Task requirements: In full and without alteration, return the records below.

Recorded information section start

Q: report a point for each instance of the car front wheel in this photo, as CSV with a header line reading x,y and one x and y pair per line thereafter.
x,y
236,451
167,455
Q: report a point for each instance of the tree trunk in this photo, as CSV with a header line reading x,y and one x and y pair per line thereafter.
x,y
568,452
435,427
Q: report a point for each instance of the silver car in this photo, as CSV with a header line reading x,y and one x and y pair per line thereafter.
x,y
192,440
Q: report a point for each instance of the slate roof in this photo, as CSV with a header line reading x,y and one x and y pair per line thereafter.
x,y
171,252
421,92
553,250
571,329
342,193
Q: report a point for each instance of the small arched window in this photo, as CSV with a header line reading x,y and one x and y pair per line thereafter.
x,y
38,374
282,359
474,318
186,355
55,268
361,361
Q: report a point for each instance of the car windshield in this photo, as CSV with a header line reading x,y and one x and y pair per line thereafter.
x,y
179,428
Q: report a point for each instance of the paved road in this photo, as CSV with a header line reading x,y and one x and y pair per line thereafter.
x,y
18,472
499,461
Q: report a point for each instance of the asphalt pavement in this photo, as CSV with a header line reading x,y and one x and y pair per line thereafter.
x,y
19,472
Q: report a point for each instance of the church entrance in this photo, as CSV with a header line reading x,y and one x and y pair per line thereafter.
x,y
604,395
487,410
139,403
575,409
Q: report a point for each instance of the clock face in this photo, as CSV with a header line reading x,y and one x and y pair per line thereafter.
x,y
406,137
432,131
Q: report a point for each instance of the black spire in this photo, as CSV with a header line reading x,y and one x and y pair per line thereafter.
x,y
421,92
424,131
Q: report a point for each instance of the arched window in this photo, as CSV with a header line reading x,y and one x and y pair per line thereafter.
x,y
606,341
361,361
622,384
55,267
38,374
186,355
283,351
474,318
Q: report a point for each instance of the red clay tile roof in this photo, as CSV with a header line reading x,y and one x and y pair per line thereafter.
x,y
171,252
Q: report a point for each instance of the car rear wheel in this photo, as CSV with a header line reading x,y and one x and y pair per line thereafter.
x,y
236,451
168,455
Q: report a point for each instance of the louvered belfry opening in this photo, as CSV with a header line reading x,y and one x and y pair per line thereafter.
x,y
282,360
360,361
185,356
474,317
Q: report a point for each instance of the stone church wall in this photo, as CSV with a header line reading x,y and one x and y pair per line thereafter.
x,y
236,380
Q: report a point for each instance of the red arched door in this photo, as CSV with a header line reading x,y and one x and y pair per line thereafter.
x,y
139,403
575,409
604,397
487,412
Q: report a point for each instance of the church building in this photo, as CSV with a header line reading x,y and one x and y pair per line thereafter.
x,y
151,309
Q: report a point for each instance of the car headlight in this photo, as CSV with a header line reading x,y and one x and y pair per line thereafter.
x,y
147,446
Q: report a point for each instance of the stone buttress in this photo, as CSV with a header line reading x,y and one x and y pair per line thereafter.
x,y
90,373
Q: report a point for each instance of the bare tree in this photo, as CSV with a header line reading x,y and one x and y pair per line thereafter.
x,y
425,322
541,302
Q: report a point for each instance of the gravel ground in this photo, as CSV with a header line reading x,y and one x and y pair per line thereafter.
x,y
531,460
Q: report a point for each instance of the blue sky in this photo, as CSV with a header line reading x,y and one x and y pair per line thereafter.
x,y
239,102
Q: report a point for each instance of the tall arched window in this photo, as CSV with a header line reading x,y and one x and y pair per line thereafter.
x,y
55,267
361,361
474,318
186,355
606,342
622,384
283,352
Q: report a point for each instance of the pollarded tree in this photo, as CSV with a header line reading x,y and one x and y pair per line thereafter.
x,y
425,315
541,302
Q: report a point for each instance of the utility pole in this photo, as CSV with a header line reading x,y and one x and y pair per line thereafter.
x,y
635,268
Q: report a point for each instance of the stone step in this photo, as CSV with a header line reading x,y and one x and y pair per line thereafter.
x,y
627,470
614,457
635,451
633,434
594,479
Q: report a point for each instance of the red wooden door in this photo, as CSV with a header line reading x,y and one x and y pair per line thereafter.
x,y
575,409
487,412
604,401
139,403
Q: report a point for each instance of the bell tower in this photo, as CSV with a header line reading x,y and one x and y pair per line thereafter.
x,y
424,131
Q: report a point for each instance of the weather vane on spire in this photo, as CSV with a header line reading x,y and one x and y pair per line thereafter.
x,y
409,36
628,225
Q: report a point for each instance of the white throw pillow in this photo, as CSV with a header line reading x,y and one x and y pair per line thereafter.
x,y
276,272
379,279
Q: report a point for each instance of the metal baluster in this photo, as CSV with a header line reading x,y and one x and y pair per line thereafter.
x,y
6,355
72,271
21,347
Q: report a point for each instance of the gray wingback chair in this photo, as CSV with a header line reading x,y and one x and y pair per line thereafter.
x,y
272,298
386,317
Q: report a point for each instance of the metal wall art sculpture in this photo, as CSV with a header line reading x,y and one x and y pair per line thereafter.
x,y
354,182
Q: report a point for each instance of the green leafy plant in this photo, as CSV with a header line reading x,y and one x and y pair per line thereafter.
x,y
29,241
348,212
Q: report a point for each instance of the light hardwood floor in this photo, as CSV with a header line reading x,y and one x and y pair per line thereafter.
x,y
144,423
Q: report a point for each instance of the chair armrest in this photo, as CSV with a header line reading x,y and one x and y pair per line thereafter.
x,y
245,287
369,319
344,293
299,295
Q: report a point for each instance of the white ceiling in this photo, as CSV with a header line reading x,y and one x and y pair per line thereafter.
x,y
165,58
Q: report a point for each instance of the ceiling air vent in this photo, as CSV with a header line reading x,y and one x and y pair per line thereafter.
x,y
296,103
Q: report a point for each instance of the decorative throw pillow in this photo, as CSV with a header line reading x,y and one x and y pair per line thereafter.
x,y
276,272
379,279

Recorded information section end

Solution:
Q: report a point for each instance of the car front wheel in this photo, as CSV with a header line reading x,y and one x and y pair per line thereafter.
x,y
236,451
167,455
Q: report a point for each instance of the tree trunk in this photo, as CSV with a header line reading x,y and one x and y pair per line thereafter.
x,y
568,452
435,427
Q: report a point for each instance of the silver car in this photo, as CSV with a header line reading x,y and one x and y pair per line thereafter.
x,y
192,440
Q: report a point for each instance of the slate roof in this photo, as CSV with a header line reading x,y and one x and y pair per line thereafter.
x,y
171,252
421,92
553,250
571,329
342,193
Q: report a point for each instance of the small arched window in this photo, as CSV with a header line reading x,y and one x and y pair per line thereafter.
x,y
38,374
282,359
474,318
186,355
55,268
361,361
Q: report a point for each instance of the car windshield in this photo, as CSV with a header line reading x,y and one x and y pair per line thereafter.
x,y
179,428
Q: report a point for each instance of the paved road in this photo, as CSV with a header line reading x,y and one x and y pair per line thereafter.
x,y
18,472
499,461
Q: report a point for each instance of the asphalt pavement in this photo, as CSV with a header line reading x,y and one x and y pair per line thereafter.
x,y
19,472
Q: report a point for each instance of the church entrance in this photo, as CSV with a header line reading x,y and one x and y pair per line thereafter.
x,y
604,395
487,410
139,403
575,409
Q: report a point for each instance of the clock face in this photo, as CSV with a header line reading x,y and one x and y pair per line thereafter.
x,y
406,137
432,131
Q: report a point for each instance of the black spire in this photo, as CSV with a header line reading x,y and one x and y pair per line thereafter.
x,y
421,92
424,131
Q: report a point for each instance of the arched window in this photo, as CSV with a header line reading x,y and one x and y pair per line thereafter.
x,y
606,341
361,361
622,384
55,267
38,374
186,355
283,351
474,318
Q: report a point for each instance of the red clay tile roof in this photo, as CSV with a header line reading x,y and one x and y pair per line thereafter.
x,y
171,252
Q: report a point for each instance of the car rear wheel in this photo, as CSV with a header line reading x,y and one x and y pair per line thereafter.
x,y
236,451
168,455
Q: report a point for each instance of the louvered belfry opening in this photo, as CSV with a header line reading x,y and one x and y pair per line thereafter.
x,y
282,360
360,361
185,356
474,317
Q: report a point for each instance of the stone church wall in this photo, as CSV with a header line reading x,y and one x and y pair per line thereafter.
x,y
236,380
Q: report a point for each instance of the red arched door in this photo, as CSV with a header line reading x,y and one x and y pair per line thereafter.
x,y
139,403
575,409
604,397
487,412
Q: report a point for each instance of the church building in this photo, as CSV with a header line reading x,y and one x and y pair per line thereafter.
x,y
151,309
Q: report a point for each instance of the car headlight in this photo, as CSV with a header line reading x,y and one x and y pair per line thereafter.
x,y
147,446
Q: report a point for each instance of the stone buttress in this photo, as CSV with a header line reading x,y and one x and y pair per line thereafter.
x,y
90,373
Q: report a point for each instance of the bare tree in this photo, as CSV with a header line reading x,y and one x and y pair per line thereafter.
x,y
425,322
541,302
Q: report a point for each instance of the gravel ground in this photo, as CSV with a header line reading x,y and one x and y pair per line thereafter.
x,y
531,460
Q: report a point for each instance of the blue sky in this photo, as CSV with a header line reading x,y and one x and y pair per line thereafter.
x,y
239,102
Q: report a point for each instance of the tall arched window in this photo, as CSV with a header line reading x,y and one x and y pair per line thereafter.
x,y
55,267
361,361
474,318
186,355
606,342
622,384
283,352
Q: report a point for each instance of the pollarded tree in this photo, as CSV with a header line reading x,y and one x and y pair per line thereafter.
x,y
425,315
541,302
Q: report a point for each instance of the utility pole in this photo, as CSV with a header line reading x,y and one x and y pair per line thereafter.
x,y
635,268
Q: report a point for each instance of the stone step in this photo, as CSV with a header line reading x,y and one x and y pair per line thereafter.
x,y
627,470
614,457
635,451
633,434
594,479
Q: report a point for each instance of the red wooden door in this photo, as CSV with a header line reading x,y and one x and y pair per line thereafter.
x,y
575,409
487,412
604,401
139,403
Q: report a point for each instance of the bell tower in this photo, as CSV with a header line reading x,y and one x and y pair per line thereafter.
x,y
424,131
Q: report a point for each instance of the weather vane on spire in this photo, as CSV with a header line reading x,y and one x and y pair per line thereafter.
x,y
409,36
628,225
Q: report a point for each instance of the white throw pillow in this photo, as CSV with a header line reading x,y and one x and y pair per line thereafter.
x,y
276,272
379,279
Q: report a point for each instance of the metal baluster in this photo, as CSV with a header line reading x,y and one x and y pair per line thereafter.
x,y
6,355
72,271
21,347
Q: report a point for each instance of the gray wingback chair in this photo, as CSV with a header line reading x,y and one x and y pair per line thereafter.
x,y
272,298
386,317
Q: report a point for each instance of the metal wall art sculpture in this photo, as CSV with a header line reading x,y and one x and y pair per line thereafter.
x,y
354,182
Q: report a point for each instance of the green leafy plant in this photo, as CSV with a header line reading x,y and one x and y pair per line thereafter.
x,y
29,241
348,212
Q: report a point for each instance of the light hardwood floor in this photo, as CSV with a header line reading x,y and one x and y pair per line thereafter.
x,y
144,423
Q: report a point for each instance of the chair armrest in this photo, as CSV with a header line reading x,y and one x and y pair per line thereafter.
x,y
245,287
369,319
344,293
299,295
Q: report a point for each instance of the white ceiling in this photo, as CSV with a header line reading x,y and one x and y pair per line thereafter.
x,y
165,58
Q: report a point for each instance of the ceiling air vent in this photo, as CSV with a header line reading x,y and one x and y pair per line thereafter.
x,y
296,103
Q: report a point for each instance of the decorative throw pillow in this photo, as CSV with a header line reading x,y and one x and y pair per line thereafter.
x,y
276,272
379,279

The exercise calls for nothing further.